§ Written instruction
Pull out every line of the material that contains the string "cabinet", and copy each one in full.

---

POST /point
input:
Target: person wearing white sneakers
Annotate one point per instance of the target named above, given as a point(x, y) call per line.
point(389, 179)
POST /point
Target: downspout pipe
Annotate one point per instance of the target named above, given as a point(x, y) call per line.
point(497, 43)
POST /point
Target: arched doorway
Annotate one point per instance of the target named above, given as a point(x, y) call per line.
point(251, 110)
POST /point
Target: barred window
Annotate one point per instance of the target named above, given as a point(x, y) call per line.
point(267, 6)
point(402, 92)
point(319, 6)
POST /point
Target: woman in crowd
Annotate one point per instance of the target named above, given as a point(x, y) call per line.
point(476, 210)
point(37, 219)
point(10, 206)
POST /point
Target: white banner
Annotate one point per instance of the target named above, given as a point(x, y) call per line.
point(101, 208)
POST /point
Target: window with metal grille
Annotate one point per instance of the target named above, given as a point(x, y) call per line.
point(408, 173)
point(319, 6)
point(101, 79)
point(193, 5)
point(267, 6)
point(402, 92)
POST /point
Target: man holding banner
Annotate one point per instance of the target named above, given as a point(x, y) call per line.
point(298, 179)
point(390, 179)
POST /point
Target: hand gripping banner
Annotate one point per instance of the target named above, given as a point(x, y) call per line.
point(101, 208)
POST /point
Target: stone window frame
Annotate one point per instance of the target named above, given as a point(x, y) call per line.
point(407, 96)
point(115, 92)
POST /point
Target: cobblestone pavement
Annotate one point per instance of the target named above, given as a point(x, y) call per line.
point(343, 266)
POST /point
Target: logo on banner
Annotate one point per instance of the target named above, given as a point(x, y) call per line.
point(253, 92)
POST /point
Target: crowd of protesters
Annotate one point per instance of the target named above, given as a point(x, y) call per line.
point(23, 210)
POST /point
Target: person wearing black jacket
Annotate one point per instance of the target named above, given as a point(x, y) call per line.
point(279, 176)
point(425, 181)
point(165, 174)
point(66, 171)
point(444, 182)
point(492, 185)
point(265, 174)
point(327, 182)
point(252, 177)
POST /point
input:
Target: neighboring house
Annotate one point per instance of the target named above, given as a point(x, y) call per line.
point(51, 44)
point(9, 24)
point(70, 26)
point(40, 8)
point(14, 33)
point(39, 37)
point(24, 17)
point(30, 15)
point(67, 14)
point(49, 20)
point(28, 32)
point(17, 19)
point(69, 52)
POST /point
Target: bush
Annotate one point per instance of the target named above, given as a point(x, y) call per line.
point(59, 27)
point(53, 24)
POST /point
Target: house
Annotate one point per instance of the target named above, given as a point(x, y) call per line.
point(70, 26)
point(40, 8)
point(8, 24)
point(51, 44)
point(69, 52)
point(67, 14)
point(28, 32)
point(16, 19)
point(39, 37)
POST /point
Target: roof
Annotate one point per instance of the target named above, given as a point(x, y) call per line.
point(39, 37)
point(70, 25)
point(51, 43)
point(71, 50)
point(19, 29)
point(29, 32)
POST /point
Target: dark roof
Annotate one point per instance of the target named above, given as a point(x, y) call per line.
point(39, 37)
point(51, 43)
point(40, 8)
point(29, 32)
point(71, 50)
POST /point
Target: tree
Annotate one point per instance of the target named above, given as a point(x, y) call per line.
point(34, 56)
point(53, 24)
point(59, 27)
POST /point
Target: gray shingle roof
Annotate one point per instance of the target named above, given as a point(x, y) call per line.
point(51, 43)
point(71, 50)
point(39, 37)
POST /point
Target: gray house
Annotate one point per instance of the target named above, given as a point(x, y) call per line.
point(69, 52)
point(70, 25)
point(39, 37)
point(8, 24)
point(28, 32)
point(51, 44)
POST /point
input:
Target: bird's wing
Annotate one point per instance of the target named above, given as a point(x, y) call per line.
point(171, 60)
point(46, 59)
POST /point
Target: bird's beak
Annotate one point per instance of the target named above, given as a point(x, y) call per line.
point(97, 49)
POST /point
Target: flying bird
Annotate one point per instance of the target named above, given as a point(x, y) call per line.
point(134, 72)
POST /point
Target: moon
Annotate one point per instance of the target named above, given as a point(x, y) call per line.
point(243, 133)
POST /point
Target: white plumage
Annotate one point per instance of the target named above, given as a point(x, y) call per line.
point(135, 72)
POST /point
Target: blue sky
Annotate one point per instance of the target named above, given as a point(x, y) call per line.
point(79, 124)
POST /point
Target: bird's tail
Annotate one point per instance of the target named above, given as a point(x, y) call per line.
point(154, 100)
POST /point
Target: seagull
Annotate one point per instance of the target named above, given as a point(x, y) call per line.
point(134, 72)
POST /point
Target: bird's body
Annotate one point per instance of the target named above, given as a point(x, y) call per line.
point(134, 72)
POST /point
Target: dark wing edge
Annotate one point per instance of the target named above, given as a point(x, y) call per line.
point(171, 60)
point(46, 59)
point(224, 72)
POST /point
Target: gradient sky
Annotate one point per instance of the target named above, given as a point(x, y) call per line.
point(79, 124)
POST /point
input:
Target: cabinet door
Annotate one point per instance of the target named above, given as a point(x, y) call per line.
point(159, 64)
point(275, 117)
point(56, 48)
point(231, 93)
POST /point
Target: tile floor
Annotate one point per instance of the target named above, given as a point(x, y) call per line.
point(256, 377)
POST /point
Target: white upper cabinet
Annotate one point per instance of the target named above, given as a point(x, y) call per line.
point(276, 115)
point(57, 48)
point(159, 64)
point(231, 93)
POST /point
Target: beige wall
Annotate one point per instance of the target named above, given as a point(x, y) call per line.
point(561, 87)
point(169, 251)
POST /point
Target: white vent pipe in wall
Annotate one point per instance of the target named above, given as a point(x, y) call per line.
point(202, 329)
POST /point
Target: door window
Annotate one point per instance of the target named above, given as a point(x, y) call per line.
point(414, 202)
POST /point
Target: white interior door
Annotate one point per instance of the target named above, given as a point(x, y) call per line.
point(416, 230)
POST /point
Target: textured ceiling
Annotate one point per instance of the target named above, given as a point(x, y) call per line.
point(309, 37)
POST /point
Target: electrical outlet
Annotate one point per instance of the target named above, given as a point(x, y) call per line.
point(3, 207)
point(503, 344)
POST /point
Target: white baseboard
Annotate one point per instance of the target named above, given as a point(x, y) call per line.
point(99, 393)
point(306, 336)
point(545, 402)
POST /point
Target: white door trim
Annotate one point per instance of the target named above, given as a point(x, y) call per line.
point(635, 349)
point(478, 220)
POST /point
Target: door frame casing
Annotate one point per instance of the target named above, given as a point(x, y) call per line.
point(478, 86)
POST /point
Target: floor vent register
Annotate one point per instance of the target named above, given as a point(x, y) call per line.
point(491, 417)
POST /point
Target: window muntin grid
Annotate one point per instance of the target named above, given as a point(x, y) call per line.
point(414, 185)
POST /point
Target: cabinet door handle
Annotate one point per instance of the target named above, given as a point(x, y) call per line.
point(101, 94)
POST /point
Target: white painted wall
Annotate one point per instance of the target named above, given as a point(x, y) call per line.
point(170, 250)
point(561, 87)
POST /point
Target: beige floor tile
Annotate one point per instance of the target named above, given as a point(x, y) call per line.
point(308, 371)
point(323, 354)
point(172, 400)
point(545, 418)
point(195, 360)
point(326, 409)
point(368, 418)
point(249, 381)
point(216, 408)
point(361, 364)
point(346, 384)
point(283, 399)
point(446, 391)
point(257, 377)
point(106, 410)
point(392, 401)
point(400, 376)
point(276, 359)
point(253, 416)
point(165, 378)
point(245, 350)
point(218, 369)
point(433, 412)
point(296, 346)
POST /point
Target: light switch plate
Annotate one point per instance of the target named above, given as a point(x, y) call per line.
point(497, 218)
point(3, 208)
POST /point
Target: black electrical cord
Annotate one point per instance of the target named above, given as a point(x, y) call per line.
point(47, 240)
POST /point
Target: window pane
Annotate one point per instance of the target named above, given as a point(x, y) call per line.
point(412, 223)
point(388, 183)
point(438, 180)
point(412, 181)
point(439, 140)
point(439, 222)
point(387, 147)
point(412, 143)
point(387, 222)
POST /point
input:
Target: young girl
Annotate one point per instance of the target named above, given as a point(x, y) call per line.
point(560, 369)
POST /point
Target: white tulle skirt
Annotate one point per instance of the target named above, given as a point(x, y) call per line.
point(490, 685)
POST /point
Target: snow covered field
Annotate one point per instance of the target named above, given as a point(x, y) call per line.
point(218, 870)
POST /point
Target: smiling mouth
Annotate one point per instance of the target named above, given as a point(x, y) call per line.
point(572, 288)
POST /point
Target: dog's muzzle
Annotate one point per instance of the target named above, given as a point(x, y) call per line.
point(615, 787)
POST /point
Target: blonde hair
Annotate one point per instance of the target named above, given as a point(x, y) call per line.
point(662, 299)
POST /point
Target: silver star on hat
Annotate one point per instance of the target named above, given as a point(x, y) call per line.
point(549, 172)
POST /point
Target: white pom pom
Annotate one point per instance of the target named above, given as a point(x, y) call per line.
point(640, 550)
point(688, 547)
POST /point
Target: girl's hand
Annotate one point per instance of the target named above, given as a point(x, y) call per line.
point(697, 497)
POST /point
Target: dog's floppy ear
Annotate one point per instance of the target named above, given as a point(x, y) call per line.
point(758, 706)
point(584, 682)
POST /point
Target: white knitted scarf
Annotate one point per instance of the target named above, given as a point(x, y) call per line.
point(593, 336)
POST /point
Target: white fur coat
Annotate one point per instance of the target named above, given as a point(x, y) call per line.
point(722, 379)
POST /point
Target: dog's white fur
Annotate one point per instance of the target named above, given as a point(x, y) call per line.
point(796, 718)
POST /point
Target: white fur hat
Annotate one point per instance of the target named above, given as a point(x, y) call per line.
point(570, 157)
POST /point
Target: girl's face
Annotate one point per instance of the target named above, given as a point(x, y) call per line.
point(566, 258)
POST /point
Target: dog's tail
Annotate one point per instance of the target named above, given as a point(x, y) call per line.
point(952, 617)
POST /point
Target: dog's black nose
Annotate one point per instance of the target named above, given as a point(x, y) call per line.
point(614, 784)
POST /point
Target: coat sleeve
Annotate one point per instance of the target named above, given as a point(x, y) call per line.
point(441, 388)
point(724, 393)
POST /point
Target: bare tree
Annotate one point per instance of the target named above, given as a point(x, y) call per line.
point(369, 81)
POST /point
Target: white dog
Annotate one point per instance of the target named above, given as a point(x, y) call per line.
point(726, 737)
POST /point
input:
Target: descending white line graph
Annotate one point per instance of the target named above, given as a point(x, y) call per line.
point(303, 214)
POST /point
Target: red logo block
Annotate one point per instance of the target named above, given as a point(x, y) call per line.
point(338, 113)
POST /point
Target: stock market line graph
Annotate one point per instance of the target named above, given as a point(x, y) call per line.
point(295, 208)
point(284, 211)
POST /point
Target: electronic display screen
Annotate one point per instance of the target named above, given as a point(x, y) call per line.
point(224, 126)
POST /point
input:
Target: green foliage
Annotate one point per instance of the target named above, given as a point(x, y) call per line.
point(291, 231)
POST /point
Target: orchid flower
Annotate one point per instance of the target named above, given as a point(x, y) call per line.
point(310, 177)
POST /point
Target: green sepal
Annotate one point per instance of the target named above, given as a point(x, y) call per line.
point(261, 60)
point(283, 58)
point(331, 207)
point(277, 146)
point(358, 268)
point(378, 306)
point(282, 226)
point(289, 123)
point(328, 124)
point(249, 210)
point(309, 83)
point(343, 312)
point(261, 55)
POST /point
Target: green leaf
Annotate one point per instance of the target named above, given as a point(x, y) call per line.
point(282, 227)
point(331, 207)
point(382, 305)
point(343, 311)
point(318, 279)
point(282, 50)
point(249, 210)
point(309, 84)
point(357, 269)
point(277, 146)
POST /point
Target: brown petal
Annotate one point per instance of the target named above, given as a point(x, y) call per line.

---

§ Result below
Target: cabinet door
Target: white upper cabinet
Target: cabinet door handle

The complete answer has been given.